Input for this task:
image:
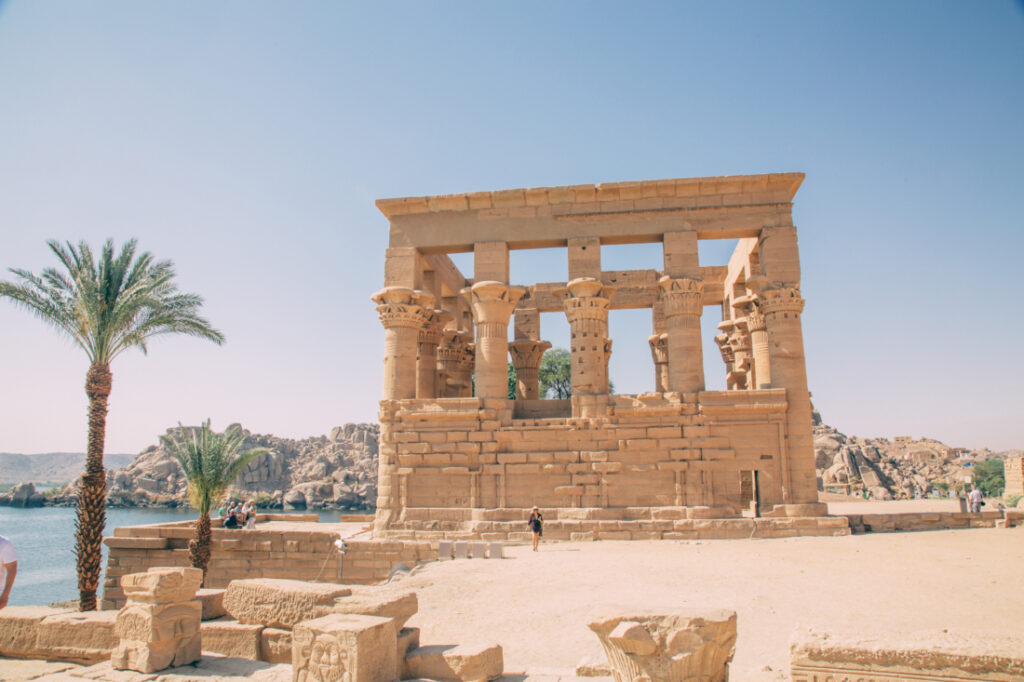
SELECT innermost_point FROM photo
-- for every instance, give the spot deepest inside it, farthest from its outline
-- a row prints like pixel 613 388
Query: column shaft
pixel 683 300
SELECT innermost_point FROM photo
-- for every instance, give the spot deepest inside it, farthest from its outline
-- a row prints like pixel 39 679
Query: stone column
pixel 659 352
pixel 586 301
pixel 683 301
pixel 526 356
pixel 493 303
pixel 759 345
pixel 402 311
pixel 426 361
pixel 785 347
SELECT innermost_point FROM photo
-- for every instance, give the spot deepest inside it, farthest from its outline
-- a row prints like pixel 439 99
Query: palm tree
pixel 105 306
pixel 211 462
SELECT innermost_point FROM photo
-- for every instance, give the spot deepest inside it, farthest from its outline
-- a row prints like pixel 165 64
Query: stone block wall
pixel 298 554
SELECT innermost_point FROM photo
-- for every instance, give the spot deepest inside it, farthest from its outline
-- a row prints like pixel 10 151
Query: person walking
pixel 536 524
pixel 8 568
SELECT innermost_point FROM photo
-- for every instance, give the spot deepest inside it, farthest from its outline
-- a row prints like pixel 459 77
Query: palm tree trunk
pixel 91 517
pixel 199 548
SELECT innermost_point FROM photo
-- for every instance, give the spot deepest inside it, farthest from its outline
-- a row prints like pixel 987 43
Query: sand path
pixel 536 604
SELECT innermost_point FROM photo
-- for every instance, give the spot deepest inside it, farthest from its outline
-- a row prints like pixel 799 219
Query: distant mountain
pixel 51 467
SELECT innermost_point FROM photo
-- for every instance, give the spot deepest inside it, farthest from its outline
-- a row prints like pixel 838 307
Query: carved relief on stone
pixel 666 645
pixel 681 296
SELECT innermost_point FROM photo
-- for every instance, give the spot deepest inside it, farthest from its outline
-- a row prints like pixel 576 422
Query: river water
pixel 44 539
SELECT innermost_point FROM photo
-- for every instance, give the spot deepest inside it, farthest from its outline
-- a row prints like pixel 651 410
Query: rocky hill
pixel 900 469
pixel 335 471
pixel 51 468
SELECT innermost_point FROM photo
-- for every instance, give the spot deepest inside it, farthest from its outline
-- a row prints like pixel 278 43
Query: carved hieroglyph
pixel 666 645
pixel 159 627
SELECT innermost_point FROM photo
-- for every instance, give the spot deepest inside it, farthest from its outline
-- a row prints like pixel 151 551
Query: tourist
pixel 536 524
pixel 8 568
pixel 975 499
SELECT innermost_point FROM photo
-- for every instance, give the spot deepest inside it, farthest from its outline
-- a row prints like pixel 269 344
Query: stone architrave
pixel 659 353
pixel 586 301
pixel 666 645
pixel 526 355
pixel 683 301
pixel 426 360
pixel 493 303
pixel 345 648
pixel 402 312
pixel 159 626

Requirement: Format the records above, from the first line through the line with "pixel 298 554", as a JSON list of strings, one string per line and no blank lines. Leave the pictures out of the answer.

Result:
[
  "image:",
  "SELECT innermost_point FROM photo",
  "-- for every instance, give the spot deepest inside it, farthest from its outline",
  "-- a row prints like pixel 613 388",
  "Query: column shaft",
  "pixel 683 300",
  "SELECT innermost_point FROM photo",
  "-- for every instance, give the spot deepest inside it, farthest from its outline",
  "-- a row prints like pixel 39 679",
  "Query: stone column",
  "pixel 659 352",
  "pixel 586 301",
  "pixel 683 301",
  "pixel 526 356",
  "pixel 493 303",
  "pixel 759 345",
  "pixel 402 311",
  "pixel 426 361",
  "pixel 785 347",
  "SELECT innermost_point FROM photo",
  "-- for every instance, give the spot deepest inside it, farthest from its outline",
  "-- a row prints like pixel 439 99",
  "Query: palm tree",
  "pixel 105 306",
  "pixel 211 462",
  "SELECT innermost_point FROM photo",
  "-- for every instance, give the spot deepest inside it, farthest from its outline",
  "-- a row prints like pixel 165 64",
  "Query: stone block wall",
  "pixel 298 554"
]